• [Document segment]

========

# Allegan, MI Duke Male, Senior



## onyx'girl (May 18, 2007)

Adoptable German Shepherd Dog: Duke: Petfinder Pet ID: 8910
Hi my name is Duke! I am a very kind and gentle old boy who was found wandering without a home and brought to the shelter. If my owners do not claim me, I can be adopted as soon as 9-6-2010, so please come visit me today!

This is a kill shelter...


----------



## gsdgirl36 (Oct 26, 2006)

up ya go Duke


----------



## Marissa (Dec 31, 2009)

Anyone live in the area to evaluate? I have family in the area that could transport so we can get him in rescue...


----------



## onyx'girl (May 18, 2007)

I live 45 min from there...could do an eval but not til wed afternoon


----------



## Marissa (Dec 31, 2009)

========

• [Extracted information]
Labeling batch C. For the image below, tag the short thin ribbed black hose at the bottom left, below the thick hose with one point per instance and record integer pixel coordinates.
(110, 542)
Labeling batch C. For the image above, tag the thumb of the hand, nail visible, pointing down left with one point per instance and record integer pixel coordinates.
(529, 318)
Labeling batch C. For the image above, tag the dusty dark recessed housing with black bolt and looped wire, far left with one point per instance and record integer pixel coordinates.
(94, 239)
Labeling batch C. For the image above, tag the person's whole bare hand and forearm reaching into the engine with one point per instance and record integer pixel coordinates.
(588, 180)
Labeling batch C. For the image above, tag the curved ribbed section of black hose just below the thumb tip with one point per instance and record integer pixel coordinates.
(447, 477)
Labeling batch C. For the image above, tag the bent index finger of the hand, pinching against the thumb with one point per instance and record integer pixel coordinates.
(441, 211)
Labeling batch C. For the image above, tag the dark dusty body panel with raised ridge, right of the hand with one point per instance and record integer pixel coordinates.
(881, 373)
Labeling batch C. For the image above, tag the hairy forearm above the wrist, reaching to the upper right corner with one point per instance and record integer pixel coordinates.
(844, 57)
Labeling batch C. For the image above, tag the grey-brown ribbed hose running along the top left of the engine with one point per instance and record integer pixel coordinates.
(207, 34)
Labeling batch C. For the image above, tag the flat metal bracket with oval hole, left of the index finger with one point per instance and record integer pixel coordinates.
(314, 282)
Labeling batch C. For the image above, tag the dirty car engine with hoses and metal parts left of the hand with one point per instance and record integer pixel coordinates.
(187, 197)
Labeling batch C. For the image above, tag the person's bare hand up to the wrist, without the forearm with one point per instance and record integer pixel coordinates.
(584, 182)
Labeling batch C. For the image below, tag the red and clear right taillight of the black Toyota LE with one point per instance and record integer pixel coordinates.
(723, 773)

========

• [Task item] Continue the forum thread about Duke, the senior German Shepherd Dog in Allegan, from the point where it stops.

• [Task result]
Ok. Just PM me and let me know if he's still there. I will see what I can do


----------



## onyx'girl (May 18, 2007)

Marissa, if you have a rescue to take him(if he evals ok), please share which one. I can do the eval and pull, help with transport as long as the rescue he goes to is legit.
If I call them and put a hold on him because a rescue may commit it may help his chances of not getting euth'd.
Wed is a long way away unfortunately~he's still listed as I type this.


----------



## onyx'girl (May 18, 2007)

Duke was adopted!!!!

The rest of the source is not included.